Repeat the entries verbatim.

::::

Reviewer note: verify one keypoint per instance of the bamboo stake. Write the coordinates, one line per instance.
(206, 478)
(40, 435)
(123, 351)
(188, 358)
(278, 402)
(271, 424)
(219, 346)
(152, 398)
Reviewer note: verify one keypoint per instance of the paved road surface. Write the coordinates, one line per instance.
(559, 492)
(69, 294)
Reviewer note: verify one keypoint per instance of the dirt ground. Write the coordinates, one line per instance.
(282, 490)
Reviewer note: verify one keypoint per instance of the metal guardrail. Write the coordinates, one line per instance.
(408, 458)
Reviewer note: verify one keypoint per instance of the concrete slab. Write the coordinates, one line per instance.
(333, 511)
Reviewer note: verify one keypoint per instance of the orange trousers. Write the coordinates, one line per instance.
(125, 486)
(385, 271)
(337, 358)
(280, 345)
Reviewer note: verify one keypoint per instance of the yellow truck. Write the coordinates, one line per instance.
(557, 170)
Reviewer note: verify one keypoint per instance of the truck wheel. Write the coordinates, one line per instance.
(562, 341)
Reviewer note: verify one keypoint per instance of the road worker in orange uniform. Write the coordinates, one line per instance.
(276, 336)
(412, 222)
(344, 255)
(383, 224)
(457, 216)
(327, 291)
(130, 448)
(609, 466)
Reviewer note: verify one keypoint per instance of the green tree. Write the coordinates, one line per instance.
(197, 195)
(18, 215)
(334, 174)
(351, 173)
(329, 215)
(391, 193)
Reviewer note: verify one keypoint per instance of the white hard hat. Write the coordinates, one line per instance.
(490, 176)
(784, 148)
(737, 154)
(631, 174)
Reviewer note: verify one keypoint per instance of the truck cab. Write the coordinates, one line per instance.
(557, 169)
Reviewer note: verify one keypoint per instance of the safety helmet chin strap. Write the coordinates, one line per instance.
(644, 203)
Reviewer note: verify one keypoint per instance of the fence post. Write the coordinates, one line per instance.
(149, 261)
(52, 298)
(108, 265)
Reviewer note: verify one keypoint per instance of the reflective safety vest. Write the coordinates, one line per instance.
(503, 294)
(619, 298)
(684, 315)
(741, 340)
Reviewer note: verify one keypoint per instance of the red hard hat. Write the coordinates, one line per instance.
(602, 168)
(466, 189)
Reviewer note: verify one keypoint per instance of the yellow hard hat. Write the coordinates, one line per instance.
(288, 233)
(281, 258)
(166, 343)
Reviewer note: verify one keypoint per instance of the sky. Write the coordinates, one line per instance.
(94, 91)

::::

▶ Solved problem:
Reviewer note: verify one keypoint per instance of the bamboo stake. Write the coordinates, one line per instance.
(206, 478)
(40, 435)
(123, 351)
(188, 358)
(278, 402)
(271, 424)
(219, 346)
(152, 398)
Reviewer note: verify one keypoint per instance of the paved road surface. Write the coordinates, one line per instance.
(559, 492)
(69, 294)
Reviewer note: verify one keypoint per instance of the dirt ground. Write the coordinates, one line per instance.
(282, 490)
Reviewer note: verify one keypoint per instance of the metal guardrail. Write the coordinates, one line per instance.
(408, 458)
Reviewer note: verify one keypoint per instance of the concrete slab. Write the coordinates, one line per instance.
(333, 511)
Reviewer note: verify one keypoint per instance of the orange trousers. Write the coordinates, one line per instance.
(125, 486)
(385, 271)
(337, 358)
(280, 345)
Reviewer note: verify one keypoint per instance of the yellow truck. Write the coordinates, one line per instance.
(557, 170)
Reviewer note: verify one keypoint per instance of the truck wheel. Write the coordinates, one line per instance.
(562, 341)
Reviewer note: verify one keypoint per instance of the road worker in orange uniform. Write the coordinates, one line per instance.
(276, 336)
(412, 222)
(344, 255)
(383, 224)
(457, 216)
(327, 291)
(130, 448)
(609, 466)
Reviewer note: verify one keypoint per instance of the green tree. Write the coordinates, one line per instance.
(197, 195)
(18, 215)
(334, 174)
(351, 173)
(329, 215)
(391, 193)
Reviewer note: verify one keypoint per instance of the white hard hat. Write the coordinates, one line per instance.
(490, 176)
(784, 148)
(737, 154)
(631, 174)
Reviewer note: verify one keypoint per instance of the truck cab. Write the coordinates, one line per instance.
(557, 169)
Reviewer note: verify one keypoint per instance of the safety helmet chin strap. Write the coordinates, one line per instance.
(644, 203)
Reviewer note: verify one keypoint per instance of the fence post. Write the coordinates, one line per instance.
(149, 261)
(52, 298)
(108, 265)
Reviewer note: verify one keypoint per instance of the reflective safety vest. Write the coordinates, one line per instance.
(503, 294)
(619, 298)
(684, 315)
(741, 340)
Reviewer note: verify one keypoint per instance of the red hard hat. Write the coordinates, one line per instance.
(602, 168)
(466, 189)
Reviewer note: verify one keypoint per instance of the yellow hard hat. Write the coordinates, one line per instance.
(288, 233)
(281, 258)
(166, 343)
Reviewer note: verify one keypoint per instance of the sky. Write the coordinates, one line per instance.
(94, 91)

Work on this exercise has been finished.